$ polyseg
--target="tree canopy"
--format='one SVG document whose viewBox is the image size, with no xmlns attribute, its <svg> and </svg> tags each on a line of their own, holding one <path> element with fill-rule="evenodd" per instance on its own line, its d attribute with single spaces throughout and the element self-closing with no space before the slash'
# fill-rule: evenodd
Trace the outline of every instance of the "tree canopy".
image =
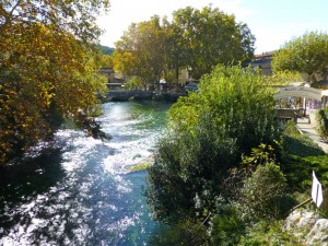
<svg viewBox="0 0 328 246">
<path fill-rule="evenodd" d="M 218 63 L 250 59 L 255 37 L 244 23 L 219 9 L 191 7 L 177 10 L 173 20 L 153 16 L 132 23 L 116 43 L 116 52 L 131 54 L 124 66 L 148 81 L 178 80 L 179 70 L 188 69 L 194 79 L 209 73 Z M 118 56 L 119 57 L 119 56 Z M 121 57 L 121 56 L 120 56 Z"/>
<path fill-rule="evenodd" d="M 90 113 L 105 90 L 93 49 L 106 0 L 0 5 L 0 163 L 47 139 L 65 117 Z"/>
<path fill-rule="evenodd" d="M 274 71 L 306 73 L 312 82 L 326 78 L 328 71 L 328 35 L 311 32 L 288 42 L 272 59 Z"/>
<path fill-rule="evenodd" d="M 229 197 L 225 179 L 242 155 L 277 137 L 272 89 L 259 72 L 218 66 L 199 93 L 169 110 L 169 132 L 149 169 L 147 197 L 156 219 L 201 218 Z M 223 199 L 223 200 L 222 200 Z"/>
</svg>

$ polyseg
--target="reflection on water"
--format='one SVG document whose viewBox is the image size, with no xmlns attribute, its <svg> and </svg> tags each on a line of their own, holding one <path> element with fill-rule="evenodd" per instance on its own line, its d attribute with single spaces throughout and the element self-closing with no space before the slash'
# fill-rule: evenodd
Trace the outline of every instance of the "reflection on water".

+===+

● What is needed
Copy out every one of the rows above word for word, without the pictures.

● Worked answer
$ polyseg
--target="tree canopy"
--format='one SVG document whose viewBox is the image size, with no xmlns attribute, its <svg> and </svg> tags each on a line of their own, holding one <path> element with fill-rule="evenodd" per instance on its own line, its d attribute with single spaces throughout and the element self-closing with no space before the slash'
# fill-rule: evenodd
Trace the outline of every instance of the "tree canopy".
image =
<svg viewBox="0 0 328 246">
<path fill-rule="evenodd" d="M 218 63 L 250 59 L 255 37 L 244 23 L 219 9 L 191 7 L 177 10 L 173 20 L 153 16 L 132 23 L 116 43 L 116 52 L 131 54 L 124 66 L 148 81 L 178 80 L 179 70 L 188 69 L 194 79 L 209 73 Z M 118 56 L 119 57 L 119 56 Z M 121 57 L 121 56 L 120 56 Z"/>
<path fill-rule="evenodd" d="M 90 113 L 105 90 L 93 49 L 106 0 L 0 5 L 0 163 L 47 139 L 65 117 Z"/>
<path fill-rule="evenodd" d="M 274 71 L 306 73 L 312 82 L 326 78 L 328 71 L 328 35 L 311 32 L 288 42 L 272 59 Z"/>
<path fill-rule="evenodd" d="M 229 197 L 225 179 L 242 155 L 277 137 L 272 89 L 259 72 L 218 66 L 199 93 L 169 110 L 169 132 L 149 169 L 147 197 L 156 219 L 201 218 Z M 223 199 L 223 200 L 222 200 Z"/>
</svg>

$ polyseg
--target="reflection on water"
--format='one SVG document whose viewBox is the image size, with no xmlns attribute, its <svg> and </svg> tags each on a line of their own, holding one <path> element with fill-rule="evenodd" per instance on its own line, its d attribute with single spaces throughout and the element self-closing with no space before the slash'
# fill-rule: evenodd
Trace the outline of every instance of the "reflection on water".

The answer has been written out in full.